Let’s rock a Stranger Comes to Town movie.
Son in Law is the subgenre in a nutshell. If you ever want to explain to someone what a “Small-Town-Jesus” movie is, this is the perfect place to start. A harmless, whimsical character (from California, because we’re so kooky here) comes to town with his platonic female friend. He enters a South Dakota town full of ignorant morons and gets everyone dancing, dressing like him, talking like him, and sleeping in the same beds as their spouses in no time. By the end of the movie, Pauly Shore’s “job here is done”, he eats Thanksgiving with his friend’s family, and the movie ends.
Footloose is another defining movie in the sub-genre, but it takes the whole messianic message to just a little bit of a crazier place than a silly movie like Son in Law does. First off, Kevin Bacon rolls into a town (of morons) where dancing is illegal. Like, really…do you know how absolutely ridiculous that sounds on paper? Sure, the movie is loosely…loosely…very loosely based on events that apparently happened. But even if the original story boarders the mundane, there’s something terrifying here that coincides with Cezary’s observation. The idea that your individualism is snuffed is quite scary to people, even if it’s in a fun, carefree package like Footloose. The people are repressed. A stranger comes out of nowhere, takes a stand, and saves the people by helping them regain their freedom.
Jesus fucking Christ.
Pleasantville is a slight twist on the simplified trope aspect we have in Son in Law and Footloose because the film’s brother/sister combo (played by Tobey Maguire and Reese Witherspoon) are sucked into a television show (IE, a world of morons) where everyone suddenly addresses them by character names Bud and Mary Sue. The brother is stoked to be in this black and white paradise of the “American good old days”. He knows the show inside and out, has seen every episode, and thinks things are perfect the way they are. (He even yells at his sister for trying to make changes in this perfect world).
Meanwhile, the sister is horrified by said morons (no one knows what music is, sex is, or what’s outside of Pleasantville) and wants challenge those beliefs (by taking it to the bone-zone with a young Paul Walker because wouldn’t we all?) and liberating the people to the point where the black and white world turns to color.
When the adventure is said and done, the brother goes home and the sister stays in Pleasantville. The stranger rolled through town, the changes were made, the people were saved.

Written exercise 1:
Using the piece on stranger-comes-to-town movies, decide whether each statement agrees with it: (a) In Son in Law, the newcomer arrives in a South Dakota town; (b) At the end of Pleasantville, the sister goes home and the brother stays; (c) The brother in Pleasantville has watched every episode of the show. For each, give yes or no along with the exact words from the piece that settle it.
Written exercise 2:
Proceed with the piece on stranger-comes-to-town movies, picking up after its final sentence and keeping its voice.
The following material comes from a separate source.

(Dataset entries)
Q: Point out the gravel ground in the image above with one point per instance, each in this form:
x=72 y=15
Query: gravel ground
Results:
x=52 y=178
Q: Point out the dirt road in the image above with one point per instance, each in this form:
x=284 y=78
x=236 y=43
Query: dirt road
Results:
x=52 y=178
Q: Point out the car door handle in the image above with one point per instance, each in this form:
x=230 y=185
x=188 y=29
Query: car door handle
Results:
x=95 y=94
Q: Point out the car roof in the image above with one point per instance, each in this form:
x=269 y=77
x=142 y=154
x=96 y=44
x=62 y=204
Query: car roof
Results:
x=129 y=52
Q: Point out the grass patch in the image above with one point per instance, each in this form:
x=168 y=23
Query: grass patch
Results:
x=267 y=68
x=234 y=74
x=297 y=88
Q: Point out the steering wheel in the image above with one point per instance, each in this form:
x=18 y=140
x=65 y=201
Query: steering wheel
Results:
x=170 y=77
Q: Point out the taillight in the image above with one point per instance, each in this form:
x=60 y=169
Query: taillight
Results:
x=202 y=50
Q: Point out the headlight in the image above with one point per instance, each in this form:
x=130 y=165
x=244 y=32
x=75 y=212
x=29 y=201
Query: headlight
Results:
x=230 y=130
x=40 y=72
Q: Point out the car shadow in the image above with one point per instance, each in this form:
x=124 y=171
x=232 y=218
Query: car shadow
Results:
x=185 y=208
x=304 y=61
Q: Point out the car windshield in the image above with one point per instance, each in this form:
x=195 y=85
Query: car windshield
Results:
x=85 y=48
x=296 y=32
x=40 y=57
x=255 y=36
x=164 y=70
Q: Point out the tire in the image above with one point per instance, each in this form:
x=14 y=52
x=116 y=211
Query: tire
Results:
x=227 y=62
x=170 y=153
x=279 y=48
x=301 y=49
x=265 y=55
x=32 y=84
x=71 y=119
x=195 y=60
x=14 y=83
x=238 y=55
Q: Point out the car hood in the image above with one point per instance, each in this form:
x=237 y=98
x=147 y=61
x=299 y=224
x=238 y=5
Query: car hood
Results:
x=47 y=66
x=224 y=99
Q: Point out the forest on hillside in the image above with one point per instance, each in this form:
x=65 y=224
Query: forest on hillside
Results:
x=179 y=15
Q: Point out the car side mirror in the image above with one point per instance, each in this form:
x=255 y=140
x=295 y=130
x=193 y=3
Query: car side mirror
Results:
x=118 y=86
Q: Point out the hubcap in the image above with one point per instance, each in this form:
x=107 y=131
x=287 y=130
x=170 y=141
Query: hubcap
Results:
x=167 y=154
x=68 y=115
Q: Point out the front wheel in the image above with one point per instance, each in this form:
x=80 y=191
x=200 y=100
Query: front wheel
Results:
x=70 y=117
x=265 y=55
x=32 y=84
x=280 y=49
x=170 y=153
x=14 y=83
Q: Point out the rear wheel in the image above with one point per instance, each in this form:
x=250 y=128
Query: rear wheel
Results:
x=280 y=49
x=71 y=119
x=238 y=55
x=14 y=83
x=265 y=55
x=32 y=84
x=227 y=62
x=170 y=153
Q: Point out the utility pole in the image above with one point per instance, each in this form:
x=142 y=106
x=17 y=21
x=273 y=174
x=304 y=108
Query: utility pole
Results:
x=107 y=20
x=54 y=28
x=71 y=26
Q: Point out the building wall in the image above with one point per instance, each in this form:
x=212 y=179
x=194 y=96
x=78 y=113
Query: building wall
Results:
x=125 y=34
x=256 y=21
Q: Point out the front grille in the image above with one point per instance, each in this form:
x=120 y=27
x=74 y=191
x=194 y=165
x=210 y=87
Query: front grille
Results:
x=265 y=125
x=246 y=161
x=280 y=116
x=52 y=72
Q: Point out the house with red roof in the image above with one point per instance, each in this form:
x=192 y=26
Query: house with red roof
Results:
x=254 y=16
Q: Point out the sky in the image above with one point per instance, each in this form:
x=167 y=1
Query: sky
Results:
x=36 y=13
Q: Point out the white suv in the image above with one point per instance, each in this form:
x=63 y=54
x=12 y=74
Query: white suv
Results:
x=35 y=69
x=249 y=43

---

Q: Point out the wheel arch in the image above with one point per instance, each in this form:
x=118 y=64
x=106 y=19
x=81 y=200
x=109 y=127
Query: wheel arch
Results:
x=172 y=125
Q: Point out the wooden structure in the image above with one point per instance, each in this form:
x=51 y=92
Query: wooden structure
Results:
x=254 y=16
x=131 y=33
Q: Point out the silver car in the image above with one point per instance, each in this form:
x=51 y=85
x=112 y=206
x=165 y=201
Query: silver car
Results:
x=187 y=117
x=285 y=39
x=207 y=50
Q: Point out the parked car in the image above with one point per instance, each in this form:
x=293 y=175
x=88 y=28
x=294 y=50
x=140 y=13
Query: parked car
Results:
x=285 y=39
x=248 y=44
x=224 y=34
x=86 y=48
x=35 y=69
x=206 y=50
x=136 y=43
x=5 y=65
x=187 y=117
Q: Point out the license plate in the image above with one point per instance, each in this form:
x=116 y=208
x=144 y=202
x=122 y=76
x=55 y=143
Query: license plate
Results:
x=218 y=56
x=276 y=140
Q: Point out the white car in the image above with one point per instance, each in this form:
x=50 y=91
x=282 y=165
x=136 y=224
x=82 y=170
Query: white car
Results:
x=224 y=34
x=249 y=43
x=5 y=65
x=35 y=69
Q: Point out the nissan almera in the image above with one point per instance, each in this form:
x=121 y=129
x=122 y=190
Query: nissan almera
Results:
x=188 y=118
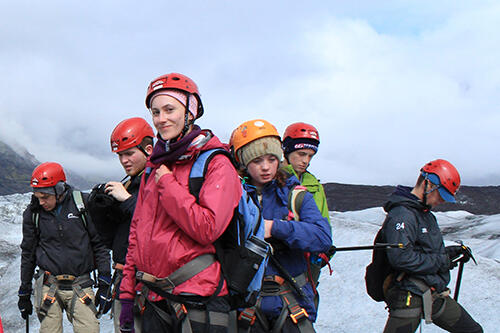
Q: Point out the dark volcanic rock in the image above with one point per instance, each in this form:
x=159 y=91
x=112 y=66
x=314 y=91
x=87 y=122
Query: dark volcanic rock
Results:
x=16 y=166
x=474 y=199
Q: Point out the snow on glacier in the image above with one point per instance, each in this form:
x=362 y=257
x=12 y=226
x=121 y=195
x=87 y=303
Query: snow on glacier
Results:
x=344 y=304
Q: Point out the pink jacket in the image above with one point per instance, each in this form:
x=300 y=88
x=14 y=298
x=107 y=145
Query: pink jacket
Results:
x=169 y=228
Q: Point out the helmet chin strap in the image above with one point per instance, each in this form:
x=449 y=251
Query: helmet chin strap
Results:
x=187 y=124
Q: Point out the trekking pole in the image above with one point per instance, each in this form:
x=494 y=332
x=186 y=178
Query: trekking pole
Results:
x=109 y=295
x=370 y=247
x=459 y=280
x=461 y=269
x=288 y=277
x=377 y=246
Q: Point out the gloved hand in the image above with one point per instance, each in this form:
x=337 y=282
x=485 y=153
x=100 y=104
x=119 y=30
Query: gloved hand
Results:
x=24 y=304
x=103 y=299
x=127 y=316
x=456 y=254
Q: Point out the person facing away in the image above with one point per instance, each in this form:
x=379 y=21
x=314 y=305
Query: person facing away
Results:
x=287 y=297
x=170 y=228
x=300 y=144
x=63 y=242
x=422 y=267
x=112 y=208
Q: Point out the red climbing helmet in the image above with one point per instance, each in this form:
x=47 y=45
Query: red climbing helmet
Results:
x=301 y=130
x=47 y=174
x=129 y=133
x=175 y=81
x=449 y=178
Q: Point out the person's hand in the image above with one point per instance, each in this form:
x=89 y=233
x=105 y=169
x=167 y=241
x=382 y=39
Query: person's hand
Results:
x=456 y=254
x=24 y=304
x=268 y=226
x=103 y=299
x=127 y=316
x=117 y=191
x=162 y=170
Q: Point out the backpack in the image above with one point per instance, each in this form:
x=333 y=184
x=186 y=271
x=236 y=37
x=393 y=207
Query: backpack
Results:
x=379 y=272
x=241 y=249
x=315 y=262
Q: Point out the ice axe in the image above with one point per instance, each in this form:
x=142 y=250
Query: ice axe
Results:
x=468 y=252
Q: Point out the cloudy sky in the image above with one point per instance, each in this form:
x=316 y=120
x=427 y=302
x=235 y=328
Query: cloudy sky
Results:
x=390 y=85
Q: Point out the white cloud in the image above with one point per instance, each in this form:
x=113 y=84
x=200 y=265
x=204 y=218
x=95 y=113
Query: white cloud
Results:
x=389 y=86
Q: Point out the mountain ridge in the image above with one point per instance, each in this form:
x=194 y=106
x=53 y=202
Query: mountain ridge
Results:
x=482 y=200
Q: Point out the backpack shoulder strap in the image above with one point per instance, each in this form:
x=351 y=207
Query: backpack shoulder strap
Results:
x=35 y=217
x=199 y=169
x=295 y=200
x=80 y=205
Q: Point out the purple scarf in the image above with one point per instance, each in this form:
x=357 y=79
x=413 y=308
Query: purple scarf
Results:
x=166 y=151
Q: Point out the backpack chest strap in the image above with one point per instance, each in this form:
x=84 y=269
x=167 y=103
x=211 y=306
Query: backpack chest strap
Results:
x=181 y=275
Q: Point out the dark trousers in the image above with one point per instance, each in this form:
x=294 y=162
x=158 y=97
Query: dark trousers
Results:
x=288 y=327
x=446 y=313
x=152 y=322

---

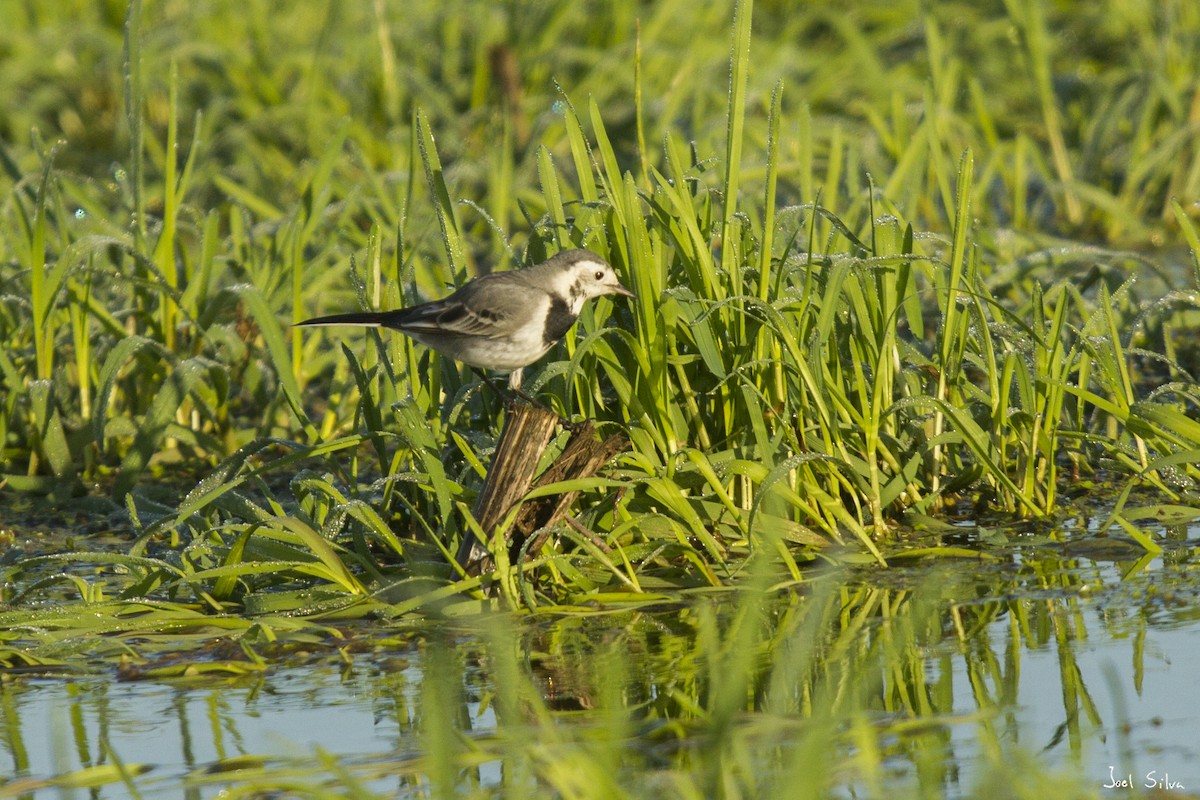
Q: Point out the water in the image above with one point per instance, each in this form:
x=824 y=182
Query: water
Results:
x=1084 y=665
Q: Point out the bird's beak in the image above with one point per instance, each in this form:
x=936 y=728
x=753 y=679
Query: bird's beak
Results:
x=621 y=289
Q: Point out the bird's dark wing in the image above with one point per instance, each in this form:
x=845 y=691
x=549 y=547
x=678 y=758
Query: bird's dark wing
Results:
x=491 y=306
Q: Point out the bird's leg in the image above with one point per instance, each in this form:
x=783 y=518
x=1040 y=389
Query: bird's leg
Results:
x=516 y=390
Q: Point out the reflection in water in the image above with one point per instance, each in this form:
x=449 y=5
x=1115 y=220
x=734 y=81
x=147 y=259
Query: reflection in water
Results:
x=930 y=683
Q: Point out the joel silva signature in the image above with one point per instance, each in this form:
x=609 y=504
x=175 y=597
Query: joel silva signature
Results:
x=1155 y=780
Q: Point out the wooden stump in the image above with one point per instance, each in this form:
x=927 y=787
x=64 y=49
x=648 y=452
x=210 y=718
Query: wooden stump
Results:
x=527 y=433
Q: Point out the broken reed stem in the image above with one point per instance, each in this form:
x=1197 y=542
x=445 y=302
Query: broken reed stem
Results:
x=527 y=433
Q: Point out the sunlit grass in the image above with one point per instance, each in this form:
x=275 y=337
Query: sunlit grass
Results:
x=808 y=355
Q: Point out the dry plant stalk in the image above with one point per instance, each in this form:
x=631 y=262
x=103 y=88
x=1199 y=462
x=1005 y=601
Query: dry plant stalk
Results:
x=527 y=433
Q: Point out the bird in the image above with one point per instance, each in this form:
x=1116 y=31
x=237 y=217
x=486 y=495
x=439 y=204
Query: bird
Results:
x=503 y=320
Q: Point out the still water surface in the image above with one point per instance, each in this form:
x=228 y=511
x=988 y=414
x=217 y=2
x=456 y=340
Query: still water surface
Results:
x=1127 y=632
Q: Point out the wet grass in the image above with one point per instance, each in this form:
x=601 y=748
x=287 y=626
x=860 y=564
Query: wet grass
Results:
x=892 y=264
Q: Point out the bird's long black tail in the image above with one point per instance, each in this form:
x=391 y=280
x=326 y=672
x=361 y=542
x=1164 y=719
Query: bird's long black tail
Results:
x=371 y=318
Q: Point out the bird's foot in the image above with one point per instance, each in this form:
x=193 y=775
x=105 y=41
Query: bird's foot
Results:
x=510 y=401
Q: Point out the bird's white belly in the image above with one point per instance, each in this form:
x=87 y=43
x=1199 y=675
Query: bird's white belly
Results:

Final answer 1:
(a) Yes: "He enters a South Dakota town full of ignorant morons"
(b) No: "the brother goes home and the sister stays in Pleasantville"
(c) Yes: "has seen every episode"

Final answer 2:
Piggybacking on the idea of The Stranger getting sucked into the world against their will, let’s take a moment to examine To Wong Foo, Thanks for Everything Julie Numar (definitely one of the most run on movie titles since Don’t be a Menace to South Central while Drinking your Juice in the Hood). The movie stars Patrick Swayze, Wesley Snipes, and John Leguizamo as drag queens on a road trip. The trio are stranded in a small town full of racist, sexist, and homophobic men.
While various adventures ensue, the core of the story involves Swayze’s character Vida Boheme protecting and listening to the repressed women of this small town, teaching them how to have strength and agency over their own time, looks, and sexuality. The trio roll through the town, bestow their knowledge to the simple and repressed, and move on to another town. There is a simple, seemingly humorous, but deep message within the film.
Now, let’s erase and destroy that by talking about the world’s biggest shit heap Cool as Ice.
Like, for real…my god. I can’t believe I’m even trying to apply any sort of analysis to this insult to movie making, this fuckery film. What a waste of everyone’s time. All I can do is just be glad people got paid. That’s the only silver lining.
Let me start by saying this puke pile has a five-minute opening sequence of Mr. Ice howling into a microphone with “urban dance imagery” providing the background. Mr. Vanilla is a rapping drifter, apathetically traveling from town to town, harassing women as he sees fit and encouraging them to break up with their boyfriends by providing the pressing, if not harrowing advice of “Drop the zero and get with a hero.”
Ugh, my ovaries just shriveled up and vomited.
Ice and his crew become stranded in a town after one of their motorcycles break down. Naturally, it takes much longer than realistically necessary to fix the damn thing, which gives “the crew” ample time to turn the shit town around with their hip urban rapping and suave, natural swagger. There’s a forced B-side story about Vanilla’s love interest’s dad like, murdering a dude, or her little brother getting kidnapped…I don’t know. It’s all the worst. But instead of adding layers, it just makes the movie weirder than it was. Ice and crew leave the town with his love interest saddled up on his steel horse behind him. God, I hate this movie. Vanilla Ice, the messiah. This movie is supposedly a remake of the Marlon Brando film The Wild One but even the synopsis of that flick is less embarrassing than this drivel.
There’s something to be said though about the “Messiah with a Secret” trope ingrained in some of these movies, which is present in both Road House and Sister Act (which is even better because it takes place in a church). Think about it: In Road House (another Patrick Swayze as the Small-Town Jesus movie) he shows up to act as the bouncer for this weird little road-side bar to protect a town from a corrupt businessman. He has a mysterious past that only comes to the surface after the viewer is invested in his character. The twist? He killed a dude. But regardless of his former actions, Swayze rolls into town and makes everything better, albeit with a bitchin’ action background.
Man, this movie rules.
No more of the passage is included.